DATA SECTION:
## BEGIN

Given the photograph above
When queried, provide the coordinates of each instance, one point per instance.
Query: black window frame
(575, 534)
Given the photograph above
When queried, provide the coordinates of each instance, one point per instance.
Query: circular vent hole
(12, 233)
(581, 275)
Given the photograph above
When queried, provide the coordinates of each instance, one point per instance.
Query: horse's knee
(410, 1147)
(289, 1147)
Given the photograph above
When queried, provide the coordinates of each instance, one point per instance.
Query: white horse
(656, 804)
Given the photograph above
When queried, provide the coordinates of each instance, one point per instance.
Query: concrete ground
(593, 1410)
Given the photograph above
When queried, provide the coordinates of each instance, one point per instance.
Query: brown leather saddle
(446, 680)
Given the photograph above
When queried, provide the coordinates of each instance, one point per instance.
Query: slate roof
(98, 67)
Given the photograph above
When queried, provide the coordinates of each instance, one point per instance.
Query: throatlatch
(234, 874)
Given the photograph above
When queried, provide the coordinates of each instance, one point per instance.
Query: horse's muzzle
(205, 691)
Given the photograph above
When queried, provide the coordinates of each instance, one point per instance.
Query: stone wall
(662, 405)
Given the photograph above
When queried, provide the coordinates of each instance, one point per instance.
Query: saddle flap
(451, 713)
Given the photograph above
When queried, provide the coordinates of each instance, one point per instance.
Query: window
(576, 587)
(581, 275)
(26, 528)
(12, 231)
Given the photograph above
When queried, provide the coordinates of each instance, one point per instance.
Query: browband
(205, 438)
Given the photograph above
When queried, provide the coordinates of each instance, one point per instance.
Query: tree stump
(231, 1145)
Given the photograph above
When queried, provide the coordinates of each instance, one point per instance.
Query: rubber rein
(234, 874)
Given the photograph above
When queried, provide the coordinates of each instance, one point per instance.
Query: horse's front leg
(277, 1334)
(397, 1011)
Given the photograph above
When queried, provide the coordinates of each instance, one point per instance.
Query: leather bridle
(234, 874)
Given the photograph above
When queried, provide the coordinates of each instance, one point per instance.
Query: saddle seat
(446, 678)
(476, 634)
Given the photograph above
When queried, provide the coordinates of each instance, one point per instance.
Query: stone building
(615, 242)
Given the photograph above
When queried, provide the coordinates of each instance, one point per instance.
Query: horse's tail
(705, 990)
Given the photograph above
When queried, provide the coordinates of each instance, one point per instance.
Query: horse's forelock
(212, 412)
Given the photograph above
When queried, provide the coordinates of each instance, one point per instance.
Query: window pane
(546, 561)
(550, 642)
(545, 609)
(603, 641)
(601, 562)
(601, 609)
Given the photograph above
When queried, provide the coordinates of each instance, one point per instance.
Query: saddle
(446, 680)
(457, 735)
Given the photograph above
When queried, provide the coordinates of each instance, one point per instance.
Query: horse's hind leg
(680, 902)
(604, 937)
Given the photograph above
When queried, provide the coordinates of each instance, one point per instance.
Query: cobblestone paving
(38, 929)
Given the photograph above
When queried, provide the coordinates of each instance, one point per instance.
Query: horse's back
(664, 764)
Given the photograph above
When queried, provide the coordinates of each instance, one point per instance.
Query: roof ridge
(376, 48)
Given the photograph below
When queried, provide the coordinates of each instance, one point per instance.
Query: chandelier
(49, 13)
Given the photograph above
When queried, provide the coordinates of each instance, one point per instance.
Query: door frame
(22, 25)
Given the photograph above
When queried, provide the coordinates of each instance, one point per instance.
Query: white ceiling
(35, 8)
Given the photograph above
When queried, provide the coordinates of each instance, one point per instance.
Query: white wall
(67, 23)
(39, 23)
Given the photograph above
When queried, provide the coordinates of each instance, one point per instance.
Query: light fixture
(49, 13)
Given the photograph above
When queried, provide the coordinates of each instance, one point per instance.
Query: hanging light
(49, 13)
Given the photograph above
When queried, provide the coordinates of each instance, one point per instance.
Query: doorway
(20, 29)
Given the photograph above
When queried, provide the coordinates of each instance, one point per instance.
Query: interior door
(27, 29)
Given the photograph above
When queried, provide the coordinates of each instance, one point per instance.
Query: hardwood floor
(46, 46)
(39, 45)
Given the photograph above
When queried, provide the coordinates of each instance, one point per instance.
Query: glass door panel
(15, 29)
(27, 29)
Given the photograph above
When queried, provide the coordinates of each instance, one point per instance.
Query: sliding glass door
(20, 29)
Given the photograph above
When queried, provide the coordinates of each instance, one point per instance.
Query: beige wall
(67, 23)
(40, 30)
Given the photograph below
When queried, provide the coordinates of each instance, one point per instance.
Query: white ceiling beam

## END

WRITTEN INSTRUCTION:
Copy all the records above exactly, missing none.

RESPONSE TO THE EXERCISE:
Given the photograph above
When queried, provide the coordinates of each instance, one point per instance.
Query: black window frame
(575, 534)
Given the photograph above
When queried, provide the coordinates of each instance, one point per instance.
Query: circular vent hole
(12, 233)
(581, 275)
Given the photograph above
When queried, provide the coordinates of each instance, one point per instance.
Query: horse's knee
(410, 1147)
(289, 1147)
Given the photograph above
When queried, provide the coordinates of each instance, one point per instance.
Query: white horse
(656, 804)
Given the photograph above
When queried, provide the coordinates of each instance, one point per instance.
Query: concrete ground
(593, 1410)
Given the photograph above
When queried, provide the coordinates of each instance, one point per instance.
Query: brown leather saddle
(446, 680)
Given the photograph above
When queried, provide the coordinates of each instance, one point per instance.
Query: slate roof
(98, 67)
Given the photograph above
When queried, provide the coordinates of each instance, one point per instance.
Query: throatlatch
(234, 874)
Given the photograph above
When queried, provide the coordinates of each instance, one point per instance.
Query: horse's muzzle
(205, 691)
Given the photograph above
When queried, provide the coordinates of each instance, one point per instance.
Query: stone wall
(662, 405)
Given the photograph above
When queried, provide the coordinates of each instance, one point per instance.
Query: saddle flap
(451, 713)
Given the photograph above
When queried, provide the coordinates of each instance, one point per instance.
Query: window
(576, 587)
(581, 275)
(26, 528)
(12, 231)
Given the photograph above
When queried, provide the coordinates of each instance, one point per instance.
Query: browband
(205, 438)
Given the photograph above
When queried, provide the coordinates of each instance, one point per instance.
Query: tree stump
(231, 1145)
Given the photograph above
When queried, provide the coordinates of each instance, one point per instance.
Query: rubber rein
(234, 874)
Given the photograph above
When queried, provide the coordinates of each instance, one point per instance.
Query: horse's front leg
(277, 1334)
(397, 1011)
Given the photograph above
When queried, provide the coordinates of each instance, one point per instance.
Query: leather bridle
(234, 874)
Given the photograph above
When queried, provide the coordinates of each instance, one point per instance.
Query: saddle seat
(446, 678)
(476, 634)
Given the photograph above
When queried, provide the coordinates of each instance, one point per instance.
Query: stone building
(615, 242)
Given the photograph above
When queried, provide the coordinates of each instance, one point per instance.
Query: horse's tail
(705, 990)
Given the photograph above
When queried, provide the coordinates of each instance, one point per instance.
Query: horse's forelock
(212, 412)
Given the photograph above
When queried, provide the coordinates of each instance, one point per instance.
Query: window pane
(546, 561)
(550, 642)
(545, 609)
(603, 641)
(601, 562)
(601, 609)
Given the photograph above
When queried, provide the coordinates of each instance, one point per instance.
Query: saddle
(446, 680)
(457, 735)
Given the photograph above
When queried, provide the coordinates of each instance, one point per instance.
Query: horse's hind leg
(680, 902)
(604, 937)
Given the photograph above
When queried, provide the coordinates of each instance, one point per instance.
Query: cobblestone paving
(38, 929)
Given the photograph above
When queried, provide the coordinates of each instance, one point per instance.
Query: horse's back
(664, 764)
Given the photograph above
When queried, provide the coordinates of each instance, one point per instance.
Query: roof ridge
(376, 48)
Given the photograph below
When queried, provide the coordinates of each instance, one point per instance.
Query: chandelier
(49, 13)
Given the photograph above
When queried, provide the coordinates of each instance, one point per instance.
Query: door frame
(22, 25)
Given the photograph above
When queried, provide the coordinates of each instance, one point per instance.
Query: white ceiling
(35, 8)
Given the photograph above
When queried, provide the coordinates of each instance, one point per instance.
Query: white wall
(67, 23)
(39, 23)
Given the photograph above
When queried, provide the coordinates of each instance, one point per instance.
Query: light fixture
(49, 13)
Given the photograph above
When queried, provide the coordinates of each instance, one point per instance.
Query: hanging light
(49, 13)
Given the photograph above
When queried, provide the coordinates of each instance, one point per instance.
Query: doorway
(20, 29)
Given the photograph above
When queried, provide the coordinates of each instance, one point per instance.
Query: interior door
(27, 29)
Given the photograph above
When queried, provide the coordinates of each instance, one point per instance.
Query: hardwood floor
(46, 46)
(39, 45)
Given the photograph above
When queried, provide the coordinates of each instance, one point per instance.
Query: glass door panel
(15, 29)
(27, 29)
Given the photograph above
When queried, provide the coordinates of each instance, one point per instance.
Query: sliding glass door
(20, 29)
Given the photograph above
When queried, provide the coordinates of each instance, one point per instance.
Query: beige wall
(67, 23)
(40, 30)
Given the photograph below
When queried, provide the coordinates of each instance, one point per instance.
Query: white ceiling beam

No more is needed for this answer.